====== Input material

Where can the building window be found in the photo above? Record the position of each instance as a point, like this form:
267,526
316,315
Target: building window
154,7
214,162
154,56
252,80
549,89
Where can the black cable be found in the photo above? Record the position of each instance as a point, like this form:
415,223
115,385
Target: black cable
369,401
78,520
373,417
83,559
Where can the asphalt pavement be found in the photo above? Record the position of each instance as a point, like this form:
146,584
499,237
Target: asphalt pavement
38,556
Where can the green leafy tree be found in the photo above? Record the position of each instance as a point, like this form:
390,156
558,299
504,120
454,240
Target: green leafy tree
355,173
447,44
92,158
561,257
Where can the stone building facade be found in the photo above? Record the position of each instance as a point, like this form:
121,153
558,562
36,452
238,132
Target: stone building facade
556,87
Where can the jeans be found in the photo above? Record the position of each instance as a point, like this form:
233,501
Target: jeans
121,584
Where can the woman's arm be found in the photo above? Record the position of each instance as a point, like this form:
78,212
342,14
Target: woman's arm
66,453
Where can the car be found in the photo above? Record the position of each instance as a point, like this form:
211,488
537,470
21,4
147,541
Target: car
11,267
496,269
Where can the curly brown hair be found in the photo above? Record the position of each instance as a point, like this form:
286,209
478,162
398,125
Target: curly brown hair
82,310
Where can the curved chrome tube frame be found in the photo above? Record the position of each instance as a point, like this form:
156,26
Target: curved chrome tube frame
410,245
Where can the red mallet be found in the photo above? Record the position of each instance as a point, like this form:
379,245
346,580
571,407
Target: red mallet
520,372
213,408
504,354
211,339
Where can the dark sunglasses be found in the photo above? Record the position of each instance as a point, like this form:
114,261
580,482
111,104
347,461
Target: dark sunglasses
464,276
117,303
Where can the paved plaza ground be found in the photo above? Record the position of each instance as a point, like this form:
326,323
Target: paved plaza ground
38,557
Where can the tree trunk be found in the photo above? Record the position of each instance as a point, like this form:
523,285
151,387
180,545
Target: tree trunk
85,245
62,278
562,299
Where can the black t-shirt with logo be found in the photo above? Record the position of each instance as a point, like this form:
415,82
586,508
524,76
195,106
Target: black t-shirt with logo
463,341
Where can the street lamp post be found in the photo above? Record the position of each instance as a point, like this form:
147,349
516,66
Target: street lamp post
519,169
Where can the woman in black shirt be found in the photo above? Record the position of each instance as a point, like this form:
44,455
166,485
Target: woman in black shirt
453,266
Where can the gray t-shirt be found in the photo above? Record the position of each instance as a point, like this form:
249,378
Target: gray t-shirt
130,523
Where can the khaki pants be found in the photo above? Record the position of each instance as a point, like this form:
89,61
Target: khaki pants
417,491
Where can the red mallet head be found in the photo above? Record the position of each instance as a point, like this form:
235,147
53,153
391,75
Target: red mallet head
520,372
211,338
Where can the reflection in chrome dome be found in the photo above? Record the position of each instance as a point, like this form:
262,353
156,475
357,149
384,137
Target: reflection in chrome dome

============

Aim of the exercise:
Scan the records for the string "dome". Copy each line in which it appears.

Exercise output:
Where can the reflection in chrome dome be found in the photo above? Record the position of each instance as a point, like this form:
Target: reflection in chrome dome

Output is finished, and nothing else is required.